GOAL
Please retype all of the data below word for word, leaving out the pictures.

----------

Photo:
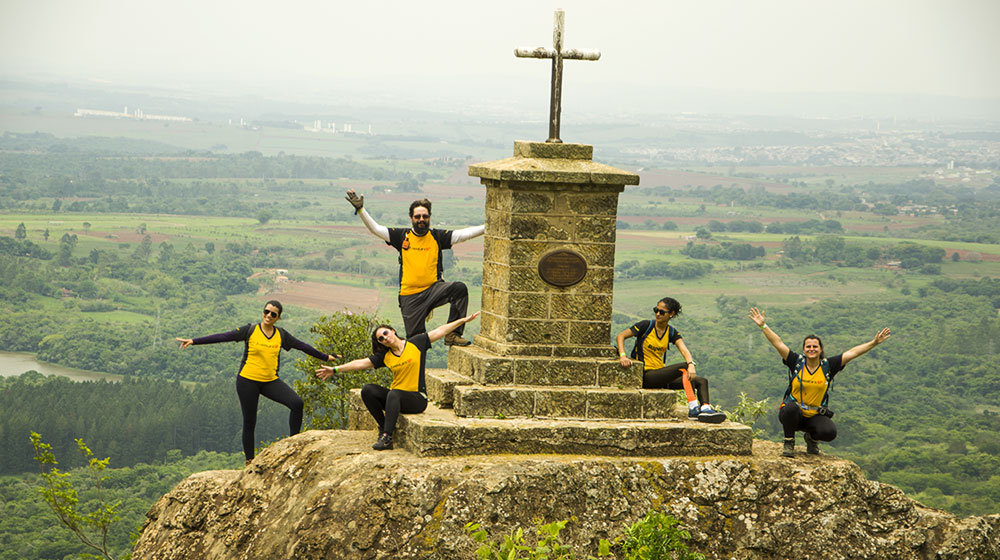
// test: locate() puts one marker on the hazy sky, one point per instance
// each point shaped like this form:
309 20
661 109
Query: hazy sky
946 47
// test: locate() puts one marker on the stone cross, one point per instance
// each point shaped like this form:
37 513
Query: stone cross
557 54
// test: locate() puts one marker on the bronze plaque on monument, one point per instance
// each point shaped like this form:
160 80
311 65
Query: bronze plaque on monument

----------

EXERCISE RESPONSE
Photo:
// test: locate() puts one marker on the hazy sky, one point per instance
// each point shaped like this form:
309 20
661 109
Query: hazy sky
946 47
// test: locate() puts one marker on the stone cross, one point per instance
// each point shaped like this form:
37 513
Query: stone cross
557 54
// test: locate() puts one marker on the bronze plaque on monument, one point per instance
// each point shaped like this form:
160 80
311 65
Query: bronze plaque on monument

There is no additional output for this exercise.